[start]

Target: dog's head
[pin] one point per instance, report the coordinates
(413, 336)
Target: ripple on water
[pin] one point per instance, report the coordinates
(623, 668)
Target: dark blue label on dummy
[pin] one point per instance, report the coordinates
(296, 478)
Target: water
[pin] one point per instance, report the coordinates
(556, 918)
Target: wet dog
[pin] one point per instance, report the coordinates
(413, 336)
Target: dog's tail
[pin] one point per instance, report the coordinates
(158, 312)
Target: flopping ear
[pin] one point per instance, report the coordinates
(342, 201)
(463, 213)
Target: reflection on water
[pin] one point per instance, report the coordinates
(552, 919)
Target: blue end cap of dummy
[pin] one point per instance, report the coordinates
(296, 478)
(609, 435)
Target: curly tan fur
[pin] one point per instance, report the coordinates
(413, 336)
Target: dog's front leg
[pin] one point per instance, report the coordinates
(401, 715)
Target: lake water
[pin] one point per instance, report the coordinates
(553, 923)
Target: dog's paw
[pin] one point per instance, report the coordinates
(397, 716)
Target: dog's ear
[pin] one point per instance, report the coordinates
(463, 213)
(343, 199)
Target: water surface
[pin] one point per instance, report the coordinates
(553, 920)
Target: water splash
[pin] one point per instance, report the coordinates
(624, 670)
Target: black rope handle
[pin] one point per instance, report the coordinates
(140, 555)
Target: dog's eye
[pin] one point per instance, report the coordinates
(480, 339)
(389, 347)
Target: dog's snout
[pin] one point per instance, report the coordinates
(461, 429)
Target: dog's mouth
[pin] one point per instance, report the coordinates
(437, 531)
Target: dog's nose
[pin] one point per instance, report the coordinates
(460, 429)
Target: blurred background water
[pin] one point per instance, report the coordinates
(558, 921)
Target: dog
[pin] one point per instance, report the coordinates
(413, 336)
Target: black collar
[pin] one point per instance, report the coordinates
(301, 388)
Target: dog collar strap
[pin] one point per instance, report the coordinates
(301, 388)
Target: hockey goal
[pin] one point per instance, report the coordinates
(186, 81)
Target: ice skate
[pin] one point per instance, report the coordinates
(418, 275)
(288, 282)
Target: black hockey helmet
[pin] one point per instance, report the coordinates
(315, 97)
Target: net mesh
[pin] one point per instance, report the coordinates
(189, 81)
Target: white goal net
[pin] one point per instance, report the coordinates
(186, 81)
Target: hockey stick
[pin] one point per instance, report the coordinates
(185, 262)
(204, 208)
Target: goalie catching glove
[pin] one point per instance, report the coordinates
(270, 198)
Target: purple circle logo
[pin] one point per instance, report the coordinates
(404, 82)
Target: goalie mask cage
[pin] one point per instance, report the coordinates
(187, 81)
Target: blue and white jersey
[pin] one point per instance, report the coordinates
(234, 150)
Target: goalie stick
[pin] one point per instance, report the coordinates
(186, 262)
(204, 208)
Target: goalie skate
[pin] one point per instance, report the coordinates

[end]

_What you should do_: Give back exactly the lines beginning at the one with "Target: hockey goal" and ending at the final line of the material; both boundary lines belong in it.

_Final result_:
Target: hockey goal
[pin] one point per instance, report the coordinates
(186, 81)
Target: ice skate
[pin] one point per instance, report the coordinates
(418, 275)
(288, 282)
Target: black hockey helmet
[pin] one point per instance, report the coordinates
(315, 97)
Target: net mesh
[pin] one point per instance, report the coordinates
(189, 81)
Target: white goal net
[pin] one point per instance, report the coordinates
(186, 81)
Target: hockey stick
[pin] one point per instance, report the coordinates
(185, 262)
(204, 208)
Target: goalie catching glove
[pin] one point per instance, report the coordinates
(270, 198)
Target: purple circle logo
[pin] one point per instance, report the coordinates
(404, 82)
Target: goalie mask cage
[pin] one point per instance, report the coordinates
(187, 81)
Target: blue and white jersey
[pin] one point per instance, report the coordinates
(234, 150)
Target: goalie stick
[pin] one point per instance, report the coordinates
(186, 262)
(204, 208)
Target: goalie skate
[pin] one point per instance, report the coordinates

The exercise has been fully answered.